» EXTRACT TO READ:

━━━━━━━━━━━━━━━━━━━━━━━━━━━━━━

Yeah. So I’m not saying that everyone has to keep their eyes closed the whole time, but for me, there are three parts involved in this process. There is the song, which exists up in the ether somewhere, there is the singer, and there is the audience. And I think, as the singer, you sit between those other two entities. If you are focusing too much on your relationship with the audience, you’re going to be neglecting your relationship with…

…the ether?

The ether [laughs]. Exactly. They’re going to stray too far away from the ether.

Again, I don’t really arrange songs. There are things I will probably do every time, but generally speaking, even if I end up doing them the same way every time, it’s not like I’ve chosen to do a particular thing at a particular point in the song in advance. So for me, it is absolutely about the process of bringing it into existence anew every time. I think it keeps it more alive. I think it keeps it sort of fizzy and up in the air somewhere rather than something which is kind of overrehearsed.

There are lots of different types of music that reward real precision and real practice, with really specific and precise arrangements. I think it’s a brilliant thing. I just don’t think that’s appropriate for ballad singing. With ballad singing, because it’s so much about narrative, I think focusing on that narrative and letting that inform your musical choices in the moment, that’s the thing. It makes for a more engaging performance. It’s not improvisation, but it is, to some extent, extemporisation. I think it’s impossible to put your finger on what exactly that quality is – what makes that different to something which is kind of rehearsed and trotted out – but it fucking works. And you can see it there. An audience can tell that it’s there. And I’m very happy that Sam seems to think so, too.

I want us to be inside the narrative of the song.

Nick Hart

I’ve been thinking for some time that I need to open my eyes more because I sing nearly every song completely blind.

Keep them closed! it’s fine [laughs]. Then again, what you and I do is make up for that by being very chatty and personable with the audience in between songs. All of it is about bringing the audience in. It’s not about showing off. It’s not about being impressive in any way. I don’t wish to be impressive. What I want to do is bring the audience in. I want us to be inside the narrative of the song. There are lots of little things I do deliberately that people maybe don’t realise are deliberate, which is about that – about bringing the audience into the world of the song. If you manage to achieve that, then you can afford to not fucking open your eyes for four minutes or eight minutes, or however long the song is.

Sam’s other question was about tunes. Do you draw a distinction between how you think about songs and tunes?

━━━━━━━━━━━━━━━━━━━━━━━━━━━━━━

» GIVEN DATA:
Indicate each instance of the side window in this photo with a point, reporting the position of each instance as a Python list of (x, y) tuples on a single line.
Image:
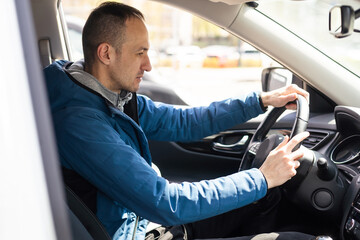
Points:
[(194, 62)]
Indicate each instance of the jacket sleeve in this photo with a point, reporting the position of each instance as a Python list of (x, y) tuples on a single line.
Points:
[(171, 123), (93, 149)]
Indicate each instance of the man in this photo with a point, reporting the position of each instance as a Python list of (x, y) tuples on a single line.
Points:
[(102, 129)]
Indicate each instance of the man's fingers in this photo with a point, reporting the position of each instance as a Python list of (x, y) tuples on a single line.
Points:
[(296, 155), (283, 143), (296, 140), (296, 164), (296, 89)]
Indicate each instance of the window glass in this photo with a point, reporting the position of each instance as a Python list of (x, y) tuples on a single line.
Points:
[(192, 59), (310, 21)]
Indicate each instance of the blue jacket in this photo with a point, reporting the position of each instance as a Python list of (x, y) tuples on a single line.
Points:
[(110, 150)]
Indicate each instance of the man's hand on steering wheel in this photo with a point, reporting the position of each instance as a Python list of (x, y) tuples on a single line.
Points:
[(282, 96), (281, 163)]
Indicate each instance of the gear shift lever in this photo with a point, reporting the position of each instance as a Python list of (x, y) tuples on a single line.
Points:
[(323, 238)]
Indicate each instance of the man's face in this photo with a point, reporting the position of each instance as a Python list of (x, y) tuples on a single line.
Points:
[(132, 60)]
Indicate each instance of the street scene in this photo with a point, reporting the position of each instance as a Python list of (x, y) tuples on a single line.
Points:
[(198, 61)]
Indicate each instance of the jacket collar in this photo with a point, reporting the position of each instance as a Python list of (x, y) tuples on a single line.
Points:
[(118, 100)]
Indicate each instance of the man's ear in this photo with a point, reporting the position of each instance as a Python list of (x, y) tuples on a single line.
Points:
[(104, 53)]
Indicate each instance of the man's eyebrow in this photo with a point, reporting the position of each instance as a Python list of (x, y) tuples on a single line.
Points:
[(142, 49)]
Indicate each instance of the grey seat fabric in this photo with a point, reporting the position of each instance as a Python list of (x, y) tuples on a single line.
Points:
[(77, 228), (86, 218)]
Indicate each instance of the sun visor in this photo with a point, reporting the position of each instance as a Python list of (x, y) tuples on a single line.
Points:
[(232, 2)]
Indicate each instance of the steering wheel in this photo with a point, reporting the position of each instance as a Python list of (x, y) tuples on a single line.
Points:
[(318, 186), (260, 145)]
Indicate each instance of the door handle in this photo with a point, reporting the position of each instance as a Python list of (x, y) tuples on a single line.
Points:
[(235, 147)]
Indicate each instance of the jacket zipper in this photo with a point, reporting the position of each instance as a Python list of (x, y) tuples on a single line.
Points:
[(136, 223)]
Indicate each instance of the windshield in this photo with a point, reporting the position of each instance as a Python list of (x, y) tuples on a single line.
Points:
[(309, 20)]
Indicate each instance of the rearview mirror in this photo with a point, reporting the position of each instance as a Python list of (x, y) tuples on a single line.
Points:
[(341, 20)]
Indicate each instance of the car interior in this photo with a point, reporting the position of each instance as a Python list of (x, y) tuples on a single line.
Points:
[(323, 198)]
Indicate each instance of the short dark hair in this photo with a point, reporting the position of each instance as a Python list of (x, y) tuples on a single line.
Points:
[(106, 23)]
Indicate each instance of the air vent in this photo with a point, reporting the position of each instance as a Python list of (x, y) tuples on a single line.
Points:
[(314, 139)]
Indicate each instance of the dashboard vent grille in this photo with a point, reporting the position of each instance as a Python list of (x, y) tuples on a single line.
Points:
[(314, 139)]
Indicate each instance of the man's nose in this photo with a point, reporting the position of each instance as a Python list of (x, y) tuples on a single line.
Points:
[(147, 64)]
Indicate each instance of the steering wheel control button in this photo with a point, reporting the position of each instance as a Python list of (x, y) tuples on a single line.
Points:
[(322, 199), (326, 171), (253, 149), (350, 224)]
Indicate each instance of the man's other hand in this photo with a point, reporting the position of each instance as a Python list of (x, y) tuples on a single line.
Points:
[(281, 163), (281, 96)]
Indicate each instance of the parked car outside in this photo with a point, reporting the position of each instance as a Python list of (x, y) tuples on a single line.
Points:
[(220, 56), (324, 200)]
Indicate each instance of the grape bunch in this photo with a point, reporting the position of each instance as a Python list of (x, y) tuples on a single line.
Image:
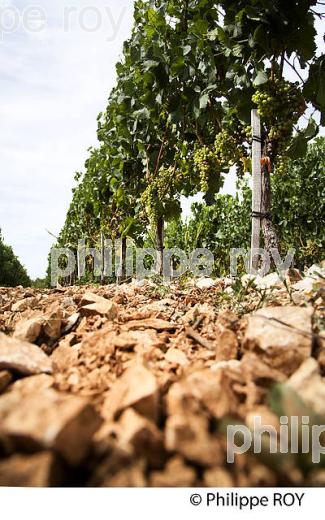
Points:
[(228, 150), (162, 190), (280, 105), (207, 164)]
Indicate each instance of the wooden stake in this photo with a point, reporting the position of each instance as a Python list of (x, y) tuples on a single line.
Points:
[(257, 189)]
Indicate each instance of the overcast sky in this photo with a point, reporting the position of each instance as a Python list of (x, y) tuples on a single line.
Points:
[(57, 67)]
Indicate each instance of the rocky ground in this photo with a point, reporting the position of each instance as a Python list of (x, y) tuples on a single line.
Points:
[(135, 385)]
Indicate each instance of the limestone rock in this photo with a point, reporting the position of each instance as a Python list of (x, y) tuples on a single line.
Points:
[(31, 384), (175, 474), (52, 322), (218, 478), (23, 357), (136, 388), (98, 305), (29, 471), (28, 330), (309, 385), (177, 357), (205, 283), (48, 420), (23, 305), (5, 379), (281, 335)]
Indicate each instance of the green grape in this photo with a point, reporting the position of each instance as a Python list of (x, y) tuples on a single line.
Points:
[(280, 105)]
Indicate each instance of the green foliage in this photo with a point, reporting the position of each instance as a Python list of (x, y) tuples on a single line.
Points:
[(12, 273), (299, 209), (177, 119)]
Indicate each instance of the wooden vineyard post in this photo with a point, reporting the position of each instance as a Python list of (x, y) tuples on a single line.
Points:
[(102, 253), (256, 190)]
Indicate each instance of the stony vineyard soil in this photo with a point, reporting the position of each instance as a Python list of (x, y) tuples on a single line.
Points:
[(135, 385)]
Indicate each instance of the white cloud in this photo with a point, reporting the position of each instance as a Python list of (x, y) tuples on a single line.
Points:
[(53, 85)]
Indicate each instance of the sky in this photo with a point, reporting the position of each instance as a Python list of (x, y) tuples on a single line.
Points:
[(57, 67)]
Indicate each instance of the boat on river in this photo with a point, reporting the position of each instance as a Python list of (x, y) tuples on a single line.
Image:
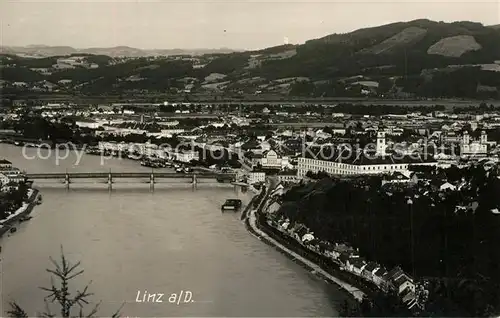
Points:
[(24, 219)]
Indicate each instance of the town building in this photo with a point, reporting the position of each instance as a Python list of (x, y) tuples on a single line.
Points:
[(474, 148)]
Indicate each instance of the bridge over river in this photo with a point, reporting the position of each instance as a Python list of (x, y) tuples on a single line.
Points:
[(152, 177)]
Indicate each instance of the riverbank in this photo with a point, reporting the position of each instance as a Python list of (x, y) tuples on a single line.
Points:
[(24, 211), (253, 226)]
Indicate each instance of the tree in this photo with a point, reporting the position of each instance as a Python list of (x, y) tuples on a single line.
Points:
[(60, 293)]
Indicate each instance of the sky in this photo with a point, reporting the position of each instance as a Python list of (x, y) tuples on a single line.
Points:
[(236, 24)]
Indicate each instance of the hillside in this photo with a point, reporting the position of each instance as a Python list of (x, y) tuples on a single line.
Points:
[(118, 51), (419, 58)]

━━━━━━━━━━━━━━━━━━━━━━━━━━━━━━

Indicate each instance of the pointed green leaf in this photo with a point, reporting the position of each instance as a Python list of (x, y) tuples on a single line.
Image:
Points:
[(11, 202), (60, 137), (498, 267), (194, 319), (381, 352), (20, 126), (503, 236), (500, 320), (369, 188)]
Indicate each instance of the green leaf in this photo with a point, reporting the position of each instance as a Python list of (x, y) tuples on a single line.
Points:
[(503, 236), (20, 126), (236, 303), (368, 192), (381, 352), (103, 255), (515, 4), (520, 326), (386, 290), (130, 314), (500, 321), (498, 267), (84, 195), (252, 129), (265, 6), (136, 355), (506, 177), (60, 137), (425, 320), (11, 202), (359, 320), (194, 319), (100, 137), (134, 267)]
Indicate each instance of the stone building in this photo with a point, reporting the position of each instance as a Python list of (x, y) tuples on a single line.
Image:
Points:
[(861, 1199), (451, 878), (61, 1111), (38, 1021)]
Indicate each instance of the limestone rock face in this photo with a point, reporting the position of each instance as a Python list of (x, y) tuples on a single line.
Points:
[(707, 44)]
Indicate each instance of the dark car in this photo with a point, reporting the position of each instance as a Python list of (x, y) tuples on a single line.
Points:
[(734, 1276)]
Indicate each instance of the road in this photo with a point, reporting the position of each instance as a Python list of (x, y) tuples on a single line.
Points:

━━━━━━━━━━━━━━━━━━━━━━━━━━━━━━

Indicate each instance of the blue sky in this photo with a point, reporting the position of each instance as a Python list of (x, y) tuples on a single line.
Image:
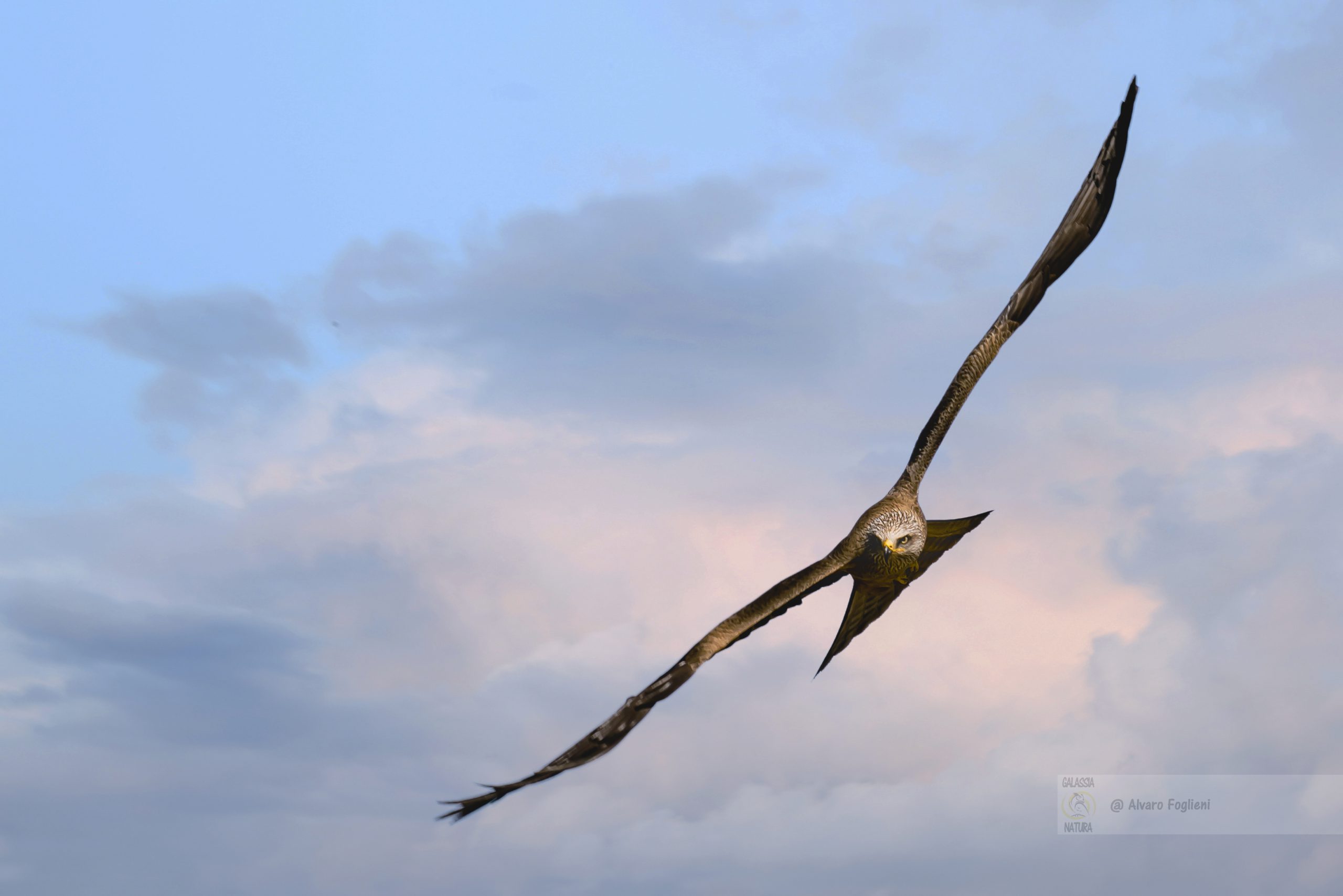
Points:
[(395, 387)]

━━━━━━━━━━━━━━━━━━━━━━━━━━━━━━

Repeat, word for word, the part of the ballad-singing interview above between "The ether [laughs]." and "kind of overrehearsed.", inclusive.

The ether [laughs]. Exactly. They’re going to stray too far away from the ether.

Again, I don’t really arrange songs. There are things I will probably do every time, but generally speaking, even if I end up doing them the same way every time, it’s not like I’ve chosen to do a particular thing at a particular point in the song in advance. So for me, it is absolutely about the process of bringing it into existence anew every time. I think it keeps it more alive. I think it keeps it sort of fizzy and up in the air somewhere rather than something which is kind of overrehearsed.